+++ Text provided

Pacific Auto. Ins. Co. v. Lang

Citation71 Cal.Rptr. 637,265 Cal.App.2d 837
CourtCalifornia Court of Appeals
Decision Date19 September 1968
PartiesPACIFIC AUTOMOBILE INSURANCE COMPANY, a corporation, Plaintiff and Respondent, v. Patricia R. LANG, individually, Patricia R. Lang, as widow and sole surviving heir of Kenneth J. Lang, Defendant and Appellant. Civ. 31696.

Hiram W. Kwan, Los Angeles, for defendant and appellant.

Kinkle, Rodiger, Graf, Dewberry & Spriggs, Los Angeles, for plaintiff and respondent.

COLLINS, Associate Justice. *

This is an action by plaintiff (respondent) Pacific Automobile Insurance Company, a licensed liability insurance carrier in California, against the estate, widow, and sole heir of her coinsured, Kenneth J. Lang, deceased, and the American Arbitration Association.

After issue was joined on a complaint and answer, there was filed a written stipulation of counsel that the action, commenced as one for declaratory relief, should 'proceed as an action filed pursuant to Code of Civil Procedure, Section 1285, to-wit: An action to confirm, correct, or vacate an arbitration award (and) (t)hat all pleadings heretofore filed be considered filed' pursuant to the Code of Civil Procedure. 1

So far as pertinent the facts developed at an arbitration hearing are summarized as follows:

On November 5, 1962, plaintiff issued to Kenneth J. Lang and Patricia R. Lang a policy of liability insurance which contained provisions for uninsured motorist coverage pursuant to Insurance Code, section 11580.2.

++++++
+++ Recorded information

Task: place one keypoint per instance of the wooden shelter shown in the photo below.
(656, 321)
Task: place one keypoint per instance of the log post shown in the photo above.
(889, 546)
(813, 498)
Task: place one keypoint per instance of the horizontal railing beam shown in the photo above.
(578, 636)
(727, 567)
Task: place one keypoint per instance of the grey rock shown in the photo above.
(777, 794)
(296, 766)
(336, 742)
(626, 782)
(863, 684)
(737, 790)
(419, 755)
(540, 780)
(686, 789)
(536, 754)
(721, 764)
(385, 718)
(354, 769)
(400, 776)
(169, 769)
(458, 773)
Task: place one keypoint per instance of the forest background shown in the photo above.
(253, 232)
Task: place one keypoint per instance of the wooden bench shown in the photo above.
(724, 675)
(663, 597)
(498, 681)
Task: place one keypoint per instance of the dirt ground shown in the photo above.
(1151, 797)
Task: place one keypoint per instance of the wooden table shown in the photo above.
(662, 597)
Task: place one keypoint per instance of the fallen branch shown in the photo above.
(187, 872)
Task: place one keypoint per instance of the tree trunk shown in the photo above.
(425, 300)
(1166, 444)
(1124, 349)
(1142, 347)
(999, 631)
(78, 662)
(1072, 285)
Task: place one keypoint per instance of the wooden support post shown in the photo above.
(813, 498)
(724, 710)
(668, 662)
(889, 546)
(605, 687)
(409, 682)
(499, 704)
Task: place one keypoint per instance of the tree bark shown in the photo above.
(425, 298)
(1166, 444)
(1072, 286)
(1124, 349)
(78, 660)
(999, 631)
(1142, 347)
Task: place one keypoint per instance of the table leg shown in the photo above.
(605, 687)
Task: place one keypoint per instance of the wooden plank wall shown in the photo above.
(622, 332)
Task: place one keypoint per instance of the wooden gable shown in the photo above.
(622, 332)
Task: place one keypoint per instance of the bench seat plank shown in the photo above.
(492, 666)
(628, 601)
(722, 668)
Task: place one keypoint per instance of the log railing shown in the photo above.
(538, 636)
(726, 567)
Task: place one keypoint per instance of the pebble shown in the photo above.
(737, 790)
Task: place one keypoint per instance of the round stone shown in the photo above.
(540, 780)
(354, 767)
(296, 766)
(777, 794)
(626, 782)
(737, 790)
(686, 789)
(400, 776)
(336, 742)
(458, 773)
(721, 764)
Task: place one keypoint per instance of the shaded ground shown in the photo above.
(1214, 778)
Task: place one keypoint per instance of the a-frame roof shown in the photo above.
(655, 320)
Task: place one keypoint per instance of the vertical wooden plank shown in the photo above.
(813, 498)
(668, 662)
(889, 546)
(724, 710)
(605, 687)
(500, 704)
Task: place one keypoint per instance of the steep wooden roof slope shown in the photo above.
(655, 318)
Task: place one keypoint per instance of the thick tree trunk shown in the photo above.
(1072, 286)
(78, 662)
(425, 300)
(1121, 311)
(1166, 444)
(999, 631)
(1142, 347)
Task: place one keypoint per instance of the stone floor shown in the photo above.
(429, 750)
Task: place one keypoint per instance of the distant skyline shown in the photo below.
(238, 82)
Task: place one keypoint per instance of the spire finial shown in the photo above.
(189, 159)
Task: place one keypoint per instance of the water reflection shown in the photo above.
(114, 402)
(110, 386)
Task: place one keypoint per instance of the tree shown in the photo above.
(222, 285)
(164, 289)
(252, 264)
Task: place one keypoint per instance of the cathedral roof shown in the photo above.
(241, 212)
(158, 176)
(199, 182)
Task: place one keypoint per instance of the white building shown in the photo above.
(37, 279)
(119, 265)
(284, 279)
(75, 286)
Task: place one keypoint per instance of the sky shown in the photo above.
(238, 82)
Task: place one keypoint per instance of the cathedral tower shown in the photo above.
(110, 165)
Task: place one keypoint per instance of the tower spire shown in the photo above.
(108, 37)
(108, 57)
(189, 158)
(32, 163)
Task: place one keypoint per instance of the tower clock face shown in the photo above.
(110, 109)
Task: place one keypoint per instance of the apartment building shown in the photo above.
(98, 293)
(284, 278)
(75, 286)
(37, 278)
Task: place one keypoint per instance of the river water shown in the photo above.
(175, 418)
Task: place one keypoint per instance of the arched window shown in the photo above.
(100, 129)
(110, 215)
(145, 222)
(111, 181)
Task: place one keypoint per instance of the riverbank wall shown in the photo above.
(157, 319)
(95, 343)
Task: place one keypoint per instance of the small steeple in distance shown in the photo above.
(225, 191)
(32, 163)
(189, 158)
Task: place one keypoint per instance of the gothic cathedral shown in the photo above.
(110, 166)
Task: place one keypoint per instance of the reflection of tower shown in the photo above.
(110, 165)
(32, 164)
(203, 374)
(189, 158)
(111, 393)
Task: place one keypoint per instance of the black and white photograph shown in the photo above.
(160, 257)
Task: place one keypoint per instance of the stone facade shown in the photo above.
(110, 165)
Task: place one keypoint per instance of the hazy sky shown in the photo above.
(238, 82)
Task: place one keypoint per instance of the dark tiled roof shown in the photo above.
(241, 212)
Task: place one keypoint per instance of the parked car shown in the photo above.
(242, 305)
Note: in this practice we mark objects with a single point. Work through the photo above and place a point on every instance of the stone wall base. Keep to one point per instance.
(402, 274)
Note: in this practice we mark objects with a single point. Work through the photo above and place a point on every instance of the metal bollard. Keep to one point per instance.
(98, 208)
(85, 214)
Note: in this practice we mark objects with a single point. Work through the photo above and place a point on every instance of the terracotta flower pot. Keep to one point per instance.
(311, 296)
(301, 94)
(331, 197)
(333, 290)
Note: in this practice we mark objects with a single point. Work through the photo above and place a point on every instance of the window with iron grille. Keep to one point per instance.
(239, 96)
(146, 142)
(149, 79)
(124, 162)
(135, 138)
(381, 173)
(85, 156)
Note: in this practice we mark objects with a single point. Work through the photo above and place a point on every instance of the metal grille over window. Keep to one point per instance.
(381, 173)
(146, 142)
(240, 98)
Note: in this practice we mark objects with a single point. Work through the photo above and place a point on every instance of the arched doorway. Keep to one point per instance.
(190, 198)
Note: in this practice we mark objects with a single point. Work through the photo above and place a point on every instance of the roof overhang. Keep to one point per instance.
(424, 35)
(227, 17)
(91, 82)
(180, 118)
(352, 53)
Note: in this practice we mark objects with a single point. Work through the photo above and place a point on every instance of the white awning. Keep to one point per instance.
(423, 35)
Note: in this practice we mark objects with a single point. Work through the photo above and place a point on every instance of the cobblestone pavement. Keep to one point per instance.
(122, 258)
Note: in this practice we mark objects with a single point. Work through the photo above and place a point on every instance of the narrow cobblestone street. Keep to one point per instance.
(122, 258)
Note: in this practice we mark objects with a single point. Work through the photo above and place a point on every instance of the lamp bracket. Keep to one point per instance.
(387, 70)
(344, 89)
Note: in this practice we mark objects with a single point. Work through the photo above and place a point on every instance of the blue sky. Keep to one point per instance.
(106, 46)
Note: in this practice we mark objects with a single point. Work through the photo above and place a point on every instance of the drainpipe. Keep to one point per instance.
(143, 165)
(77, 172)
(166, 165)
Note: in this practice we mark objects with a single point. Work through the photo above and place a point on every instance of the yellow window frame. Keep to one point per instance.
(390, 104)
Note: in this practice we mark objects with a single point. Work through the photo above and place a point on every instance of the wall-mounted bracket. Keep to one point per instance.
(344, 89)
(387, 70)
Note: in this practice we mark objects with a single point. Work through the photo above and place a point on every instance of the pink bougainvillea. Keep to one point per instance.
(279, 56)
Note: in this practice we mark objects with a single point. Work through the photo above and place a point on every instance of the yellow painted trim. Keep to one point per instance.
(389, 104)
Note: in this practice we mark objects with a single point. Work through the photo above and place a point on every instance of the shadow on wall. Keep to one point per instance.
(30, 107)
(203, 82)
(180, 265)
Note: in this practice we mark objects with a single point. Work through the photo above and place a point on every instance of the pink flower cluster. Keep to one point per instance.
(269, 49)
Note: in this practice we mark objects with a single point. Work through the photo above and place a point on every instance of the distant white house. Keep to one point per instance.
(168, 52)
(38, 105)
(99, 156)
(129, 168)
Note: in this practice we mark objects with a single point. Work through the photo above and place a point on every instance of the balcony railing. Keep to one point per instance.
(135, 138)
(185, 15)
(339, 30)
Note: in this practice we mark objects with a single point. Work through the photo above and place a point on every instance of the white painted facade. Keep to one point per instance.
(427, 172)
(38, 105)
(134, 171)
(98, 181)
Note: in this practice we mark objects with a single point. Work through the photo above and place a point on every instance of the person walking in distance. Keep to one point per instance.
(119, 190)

++++++

Tasks to perform |
1/ Set down everything in the court opinion from "COLLINS, Associate Justice." down to "American Arbitration Association.", word for word.
2/ Answer these questions from the court opinion in Pacific Auto. Ins. Co. v. Lang:
(a) On what date was the case decided?
(b) Who appeared for the defendant and appellant?
(c) On what date did the plaintiff issue the liability policy to the Langs?
3/ What comes next in the court opinion in Pacific Auto. Ins. Co. v. Lang? Write the continuation, starting right after its last sentence.

Expected results |
1/
COLLINS, Associate Justice. *

This is an action by plaintiff (respondent) Pacific Automobile Insurance Company, a licensed liability insurance carrier in California, against the estate, widow, and sole heir of her coinsured, Kenneth J. Lang, deceased, and the American Arbitration Association.

2/
(a) 19 September 1968
(b) Hiram W. Kwan, Los Angeles
(c) November 5, 1962

3/
On September 7, 1963, the Langs were occupants of an automobile insured by plaintiff which was traveling on a two-lane public highway near Saugus, California, when a following automobile tried to overtake and pass the Lang vehicle; in order to avoid a collision Mr. Lang, the operator, turned his vehicle toward the soft right shoulder of the roadway; the automobile then 'tumbled' resulting in an accident which caused the death of Mr. Lang and serious injuries to his wife, Patricia. Although Mrs. Lang testified at the hearing that she felt a slight pushing of the rear of the Lang automobile prior to the accident, it became apparent on her cross-examination that she really had no independent recollection of an impact. The only disinterested eyewitness was the operator of an oncoming automobile whose safety was temporarily threatened by the action of the automobile overtaking the Lang vehicle. He was so preoccupied in avoiding a collision that he had no opportunity to see any impact. The operator of the overtaking automobile never stopped and was never identified. The arbitrator concluded that there was no credible evidence of any contact between any of the three automobiles.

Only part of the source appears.